_What you should do_. All records are to be restated exactly, each line as it reads.

-.-.-

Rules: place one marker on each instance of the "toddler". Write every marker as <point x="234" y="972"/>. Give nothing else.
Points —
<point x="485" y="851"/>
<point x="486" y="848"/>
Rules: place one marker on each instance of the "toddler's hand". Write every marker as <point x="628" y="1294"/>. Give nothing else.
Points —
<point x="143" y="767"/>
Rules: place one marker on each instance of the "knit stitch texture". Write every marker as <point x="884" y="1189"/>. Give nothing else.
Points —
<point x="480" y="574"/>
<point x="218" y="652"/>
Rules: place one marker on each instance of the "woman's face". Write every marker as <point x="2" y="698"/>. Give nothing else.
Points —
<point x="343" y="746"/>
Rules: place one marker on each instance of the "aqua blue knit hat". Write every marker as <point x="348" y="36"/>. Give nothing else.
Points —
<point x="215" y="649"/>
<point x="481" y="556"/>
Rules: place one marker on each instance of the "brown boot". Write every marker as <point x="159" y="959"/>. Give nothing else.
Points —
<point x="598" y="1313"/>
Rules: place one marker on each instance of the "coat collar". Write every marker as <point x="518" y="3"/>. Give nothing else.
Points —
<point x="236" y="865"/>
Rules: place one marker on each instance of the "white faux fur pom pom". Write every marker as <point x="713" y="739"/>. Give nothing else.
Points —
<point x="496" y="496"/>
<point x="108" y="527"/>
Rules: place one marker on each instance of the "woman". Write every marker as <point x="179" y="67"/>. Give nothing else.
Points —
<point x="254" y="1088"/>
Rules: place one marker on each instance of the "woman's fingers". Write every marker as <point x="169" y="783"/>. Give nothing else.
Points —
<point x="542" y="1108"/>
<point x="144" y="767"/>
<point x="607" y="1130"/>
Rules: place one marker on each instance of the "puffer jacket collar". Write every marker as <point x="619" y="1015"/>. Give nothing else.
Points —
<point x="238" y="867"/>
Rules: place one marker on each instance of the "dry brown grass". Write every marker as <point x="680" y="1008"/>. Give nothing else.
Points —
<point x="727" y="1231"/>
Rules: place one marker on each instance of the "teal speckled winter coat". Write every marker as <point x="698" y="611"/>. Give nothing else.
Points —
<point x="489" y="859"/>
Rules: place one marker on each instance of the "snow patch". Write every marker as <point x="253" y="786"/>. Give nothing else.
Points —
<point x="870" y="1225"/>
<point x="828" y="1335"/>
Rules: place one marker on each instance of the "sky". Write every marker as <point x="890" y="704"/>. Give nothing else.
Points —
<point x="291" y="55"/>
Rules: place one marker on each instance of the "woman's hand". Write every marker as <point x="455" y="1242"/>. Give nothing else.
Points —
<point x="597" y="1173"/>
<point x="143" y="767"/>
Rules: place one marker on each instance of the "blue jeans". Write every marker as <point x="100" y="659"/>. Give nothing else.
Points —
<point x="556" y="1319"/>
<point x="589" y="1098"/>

-.-.-

_Completed exercise_.
Rules: place one marker on each instance of the "toddler". Write every marker as <point x="234" y="972"/>. Give nothing else.
Points —
<point x="485" y="851"/>
<point x="486" y="848"/>
Rules: place one marker on each instance of the "toddler's hand". Write every marker as <point x="628" y="1294"/>. Give nothing else.
Points —
<point x="143" y="767"/>
Rules: place one marker on each instance of the "knit stitch texture". Write every marker as <point x="884" y="1189"/>. Give nothing else.
Points —
<point x="480" y="574"/>
<point x="218" y="652"/>
Rules: place one marker on each instance of the "woman's face". Write every marker as <point x="2" y="698"/>. Give nothing else.
Points —
<point x="343" y="746"/>
Rules: place one marker on each instance of the "aqua blue knit hat". Write every marker as <point x="348" y="36"/>. Give nothing else.
Points —
<point x="215" y="649"/>
<point x="481" y="556"/>
Rules: place one marker on each instance of the "brown boot". Write every marker as <point x="159" y="959"/>. Give nothing else.
Points —
<point x="598" y="1313"/>
Rules: place one marker on each instance of the "coat collar". Write every marker as <point x="518" y="3"/>. Give nothing else.
Points —
<point x="236" y="865"/>
Rules: place one marker on each instance of the "white faux fur pom pom". Write every marker as <point x="713" y="739"/>. Give nothing else.
Points —
<point x="496" y="496"/>
<point x="108" y="527"/>
Rules: place one marker on each instance of the "woman". Write every marker as <point x="179" y="67"/>. Give nothing else.
Points —
<point x="254" y="1088"/>
Rules: place one marker on each instance of the "woman's fingers". Write every marker as <point x="169" y="783"/>. Give nothing else.
Points —
<point x="542" y="1108"/>
<point x="144" y="767"/>
<point x="607" y="1130"/>
Rules: place one marker on each instance of the "puffer jacket collar". Write every marker as <point x="619" y="1015"/>. Give nothing else.
Points —
<point x="238" y="867"/>
Rules: place one marker on each instance of the "dry brown grass". Write every marker as <point x="680" y="1008"/>. Give nothing else.
Points —
<point x="727" y="1231"/>
Rules: place one marker on each instance of the "teal speckled winter coat". Write every marker as <point x="698" y="611"/>. Give nothing else.
Points —
<point x="489" y="859"/>
Rules: place one marker on each instance of the "snow patch". Write every marker as <point x="253" y="786"/>. Give nothing else.
Points —
<point x="870" y="1225"/>
<point x="828" y="1335"/>
Rules: place one marker on each instance of the "sky". Write every marker as <point x="890" y="704"/>. Give nothing else.
Points —
<point x="291" y="55"/>
Rules: place one marker on each instance of the "woman's hand". Write every marker as <point x="455" y="1242"/>. Give nothing else.
Points —
<point x="597" y="1173"/>
<point x="143" y="767"/>
Rules: place one marker on each instance of the "blue jeans". Write every marker as <point x="100" y="659"/>. Give nothing else.
Points —
<point x="556" y="1319"/>
<point x="589" y="1098"/>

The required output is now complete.